Description of the task: Give, as a numbered list without blank lines, the lines of the entries from the line containing "For the benchmark, drop one pin per instance of the parked" through the end of the entries.

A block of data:
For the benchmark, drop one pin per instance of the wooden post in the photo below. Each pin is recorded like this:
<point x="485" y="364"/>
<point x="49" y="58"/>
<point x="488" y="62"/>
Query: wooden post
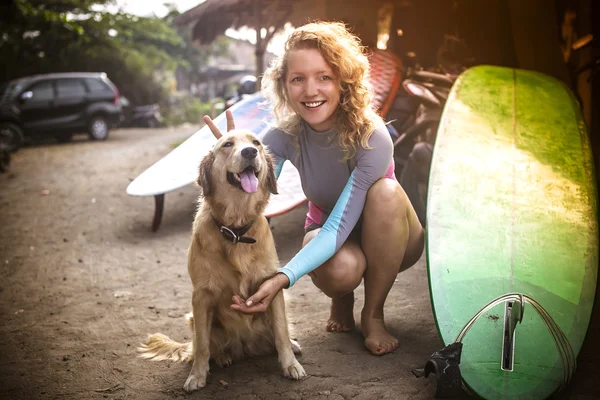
<point x="260" y="44"/>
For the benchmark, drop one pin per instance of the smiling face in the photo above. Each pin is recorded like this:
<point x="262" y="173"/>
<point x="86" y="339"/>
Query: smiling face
<point x="312" y="88"/>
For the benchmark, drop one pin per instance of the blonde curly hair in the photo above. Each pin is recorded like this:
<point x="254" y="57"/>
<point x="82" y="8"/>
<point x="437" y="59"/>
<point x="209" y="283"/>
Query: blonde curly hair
<point x="343" y="52"/>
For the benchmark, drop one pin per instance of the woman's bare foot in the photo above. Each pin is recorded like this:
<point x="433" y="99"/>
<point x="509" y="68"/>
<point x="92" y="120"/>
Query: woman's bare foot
<point x="377" y="339"/>
<point x="341" y="318"/>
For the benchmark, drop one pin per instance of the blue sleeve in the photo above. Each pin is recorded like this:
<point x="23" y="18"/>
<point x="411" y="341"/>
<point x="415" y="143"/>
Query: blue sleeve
<point x="372" y="165"/>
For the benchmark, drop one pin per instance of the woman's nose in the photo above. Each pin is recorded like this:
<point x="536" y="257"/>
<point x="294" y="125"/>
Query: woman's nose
<point x="311" y="87"/>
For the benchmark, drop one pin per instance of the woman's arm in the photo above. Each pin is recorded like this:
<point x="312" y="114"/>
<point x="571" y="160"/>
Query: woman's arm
<point x="372" y="165"/>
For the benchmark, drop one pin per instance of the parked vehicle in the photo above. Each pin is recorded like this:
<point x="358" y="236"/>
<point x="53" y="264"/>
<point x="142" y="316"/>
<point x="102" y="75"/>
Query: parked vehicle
<point x="246" y="86"/>
<point x="425" y="93"/>
<point x="60" y="105"/>
<point x="145" y="116"/>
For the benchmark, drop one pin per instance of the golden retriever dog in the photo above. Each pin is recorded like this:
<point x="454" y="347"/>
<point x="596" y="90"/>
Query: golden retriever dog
<point x="231" y="253"/>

Reply:
1. For the benchmark, drop one pin per instance of the parked vehicle in the photo above. Each pin is recorded like this:
2. <point x="358" y="236"/>
3. <point x="53" y="264"/>
4. <point x="142" y="316"/>
5. <point x="102" y="75"/>
6. Query: parked vehicle
7. <point x="246" y="86"/>
8. <point x="425" y="93"/>
9. <point x="60" y="105"/>
10. <point x="145" y="116"/>
11. For the benchmark, drop one pin per instance of the golden retriever dog in the photo above. Each pin is recorded like this:
12. <point x="454" y="347"/>
13. <point x="596" y="90"/>
14. Query: golden retriever dog
15. <point x="231" y="253"/>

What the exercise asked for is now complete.